# Task to complete:
Find the line with "box: [0, 1, 200, 150]" in the entries below. Repeat it, every following line, and the line with "rough mask: <svg", exactly and with nothing added.

--- Input data Enclosed Below ---

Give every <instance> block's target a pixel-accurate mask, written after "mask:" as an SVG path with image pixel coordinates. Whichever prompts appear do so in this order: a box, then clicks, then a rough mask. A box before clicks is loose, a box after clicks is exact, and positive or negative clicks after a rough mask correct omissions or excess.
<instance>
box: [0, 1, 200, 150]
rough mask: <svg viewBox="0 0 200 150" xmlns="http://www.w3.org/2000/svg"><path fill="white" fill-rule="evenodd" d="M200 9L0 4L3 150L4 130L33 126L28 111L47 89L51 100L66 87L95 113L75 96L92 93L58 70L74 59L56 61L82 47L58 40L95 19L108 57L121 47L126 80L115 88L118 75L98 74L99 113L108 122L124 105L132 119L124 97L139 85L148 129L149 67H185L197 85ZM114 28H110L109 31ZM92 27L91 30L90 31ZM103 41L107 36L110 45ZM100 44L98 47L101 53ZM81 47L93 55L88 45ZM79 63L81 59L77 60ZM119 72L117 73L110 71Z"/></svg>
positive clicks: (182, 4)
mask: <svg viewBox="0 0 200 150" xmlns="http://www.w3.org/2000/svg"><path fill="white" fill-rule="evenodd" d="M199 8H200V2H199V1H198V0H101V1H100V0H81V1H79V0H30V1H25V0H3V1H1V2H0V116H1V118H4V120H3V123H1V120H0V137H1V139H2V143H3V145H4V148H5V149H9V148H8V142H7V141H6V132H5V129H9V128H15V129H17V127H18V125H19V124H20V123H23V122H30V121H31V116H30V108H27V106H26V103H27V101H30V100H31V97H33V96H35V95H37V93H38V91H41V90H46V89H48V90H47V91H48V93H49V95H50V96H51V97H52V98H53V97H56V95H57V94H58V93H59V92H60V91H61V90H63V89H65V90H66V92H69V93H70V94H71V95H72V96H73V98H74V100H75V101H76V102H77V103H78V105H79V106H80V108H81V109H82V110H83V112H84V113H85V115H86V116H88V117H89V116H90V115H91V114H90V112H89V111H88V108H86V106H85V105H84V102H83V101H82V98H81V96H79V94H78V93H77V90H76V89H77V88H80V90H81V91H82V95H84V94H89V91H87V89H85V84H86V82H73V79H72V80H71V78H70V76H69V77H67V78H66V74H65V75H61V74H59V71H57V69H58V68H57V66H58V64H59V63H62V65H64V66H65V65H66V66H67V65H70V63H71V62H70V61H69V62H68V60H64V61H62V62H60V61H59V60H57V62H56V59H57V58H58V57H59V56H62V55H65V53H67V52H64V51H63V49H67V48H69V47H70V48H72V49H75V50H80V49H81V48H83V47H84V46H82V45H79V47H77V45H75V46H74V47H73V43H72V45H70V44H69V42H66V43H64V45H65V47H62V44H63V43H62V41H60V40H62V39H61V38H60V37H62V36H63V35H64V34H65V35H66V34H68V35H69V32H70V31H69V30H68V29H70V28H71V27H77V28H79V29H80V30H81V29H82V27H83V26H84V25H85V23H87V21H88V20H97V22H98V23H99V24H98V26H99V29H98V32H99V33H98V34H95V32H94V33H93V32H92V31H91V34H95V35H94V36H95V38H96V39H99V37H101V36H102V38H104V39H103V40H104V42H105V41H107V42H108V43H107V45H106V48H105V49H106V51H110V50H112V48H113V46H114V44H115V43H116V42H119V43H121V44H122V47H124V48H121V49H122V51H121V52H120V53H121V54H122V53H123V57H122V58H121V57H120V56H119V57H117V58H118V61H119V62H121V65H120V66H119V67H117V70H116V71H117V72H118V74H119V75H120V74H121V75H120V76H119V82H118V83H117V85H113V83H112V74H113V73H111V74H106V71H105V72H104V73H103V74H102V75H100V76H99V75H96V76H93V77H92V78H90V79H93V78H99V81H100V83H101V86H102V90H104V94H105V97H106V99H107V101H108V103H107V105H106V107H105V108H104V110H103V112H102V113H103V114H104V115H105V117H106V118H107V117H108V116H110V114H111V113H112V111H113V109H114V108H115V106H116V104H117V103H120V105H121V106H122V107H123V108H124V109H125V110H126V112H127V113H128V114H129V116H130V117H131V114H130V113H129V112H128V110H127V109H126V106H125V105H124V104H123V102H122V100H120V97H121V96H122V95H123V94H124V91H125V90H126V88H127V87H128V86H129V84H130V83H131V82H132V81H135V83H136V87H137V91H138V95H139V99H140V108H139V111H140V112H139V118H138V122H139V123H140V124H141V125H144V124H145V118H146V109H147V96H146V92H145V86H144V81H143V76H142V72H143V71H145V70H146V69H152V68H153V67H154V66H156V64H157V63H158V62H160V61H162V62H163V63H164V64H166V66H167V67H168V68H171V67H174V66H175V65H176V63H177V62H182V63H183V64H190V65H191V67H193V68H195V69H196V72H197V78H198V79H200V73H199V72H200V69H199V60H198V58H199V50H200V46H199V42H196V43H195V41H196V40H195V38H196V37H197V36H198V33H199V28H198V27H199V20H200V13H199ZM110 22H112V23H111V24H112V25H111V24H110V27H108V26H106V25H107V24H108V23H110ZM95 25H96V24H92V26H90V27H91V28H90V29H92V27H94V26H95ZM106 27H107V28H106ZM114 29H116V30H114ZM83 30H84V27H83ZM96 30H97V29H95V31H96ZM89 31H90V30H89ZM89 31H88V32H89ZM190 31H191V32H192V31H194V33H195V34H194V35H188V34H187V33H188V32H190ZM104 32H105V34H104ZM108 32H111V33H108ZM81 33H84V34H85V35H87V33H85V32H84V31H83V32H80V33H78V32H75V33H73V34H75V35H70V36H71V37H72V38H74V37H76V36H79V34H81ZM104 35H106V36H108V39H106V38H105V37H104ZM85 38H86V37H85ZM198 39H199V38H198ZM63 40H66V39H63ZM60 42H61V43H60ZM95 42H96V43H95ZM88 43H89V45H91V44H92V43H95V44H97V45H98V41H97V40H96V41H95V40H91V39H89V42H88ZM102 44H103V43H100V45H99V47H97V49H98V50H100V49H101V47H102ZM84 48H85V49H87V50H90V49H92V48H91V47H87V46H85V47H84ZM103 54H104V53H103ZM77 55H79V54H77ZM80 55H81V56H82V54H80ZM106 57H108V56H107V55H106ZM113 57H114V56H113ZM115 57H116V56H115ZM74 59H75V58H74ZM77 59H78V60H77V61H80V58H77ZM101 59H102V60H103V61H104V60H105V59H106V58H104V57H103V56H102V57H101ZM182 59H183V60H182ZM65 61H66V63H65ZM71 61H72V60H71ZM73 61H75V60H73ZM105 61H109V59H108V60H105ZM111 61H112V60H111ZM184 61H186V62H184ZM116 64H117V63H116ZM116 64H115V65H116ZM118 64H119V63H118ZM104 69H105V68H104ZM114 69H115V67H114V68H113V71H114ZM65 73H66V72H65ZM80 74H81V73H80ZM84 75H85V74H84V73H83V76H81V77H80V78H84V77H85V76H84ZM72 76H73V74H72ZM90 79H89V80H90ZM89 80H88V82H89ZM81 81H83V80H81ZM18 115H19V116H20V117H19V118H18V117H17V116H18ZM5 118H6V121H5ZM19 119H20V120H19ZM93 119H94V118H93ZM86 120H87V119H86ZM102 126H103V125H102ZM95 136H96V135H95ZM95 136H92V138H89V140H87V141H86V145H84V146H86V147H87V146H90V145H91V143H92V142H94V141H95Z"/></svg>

--- End of Enclosed Input data ---

# Answer to the exercise:
box: [0, 1, 200, 150]
rough mask: <svg viewBox="0 0 200 150" xmlns="http://www.w3.org/2000/svg"><path fill="white" fill-rule="evenodd" d="M200 9L0 4L3 150L4 130L33 126L28 111L47 89L51 100L66 87L95 113L75 96L92 93L58 70L74 59L56 61L82 47L58 40L95 19L108 57L121 47L126 80L115 88L118 75L98 74L99 113L108 122L124 105L132 119L124 97L139 85L148 129L149 67H185L197 85ZM114 28H110L109 31ZM92 27L91 30L90 31ZM103 41L107 36L110 45ZM100 44L98 47L101 53ZM81 47L93 55L88 45ZM79 63L81 59L77 60ZM119 72L117 73L110 71Z"/></svg>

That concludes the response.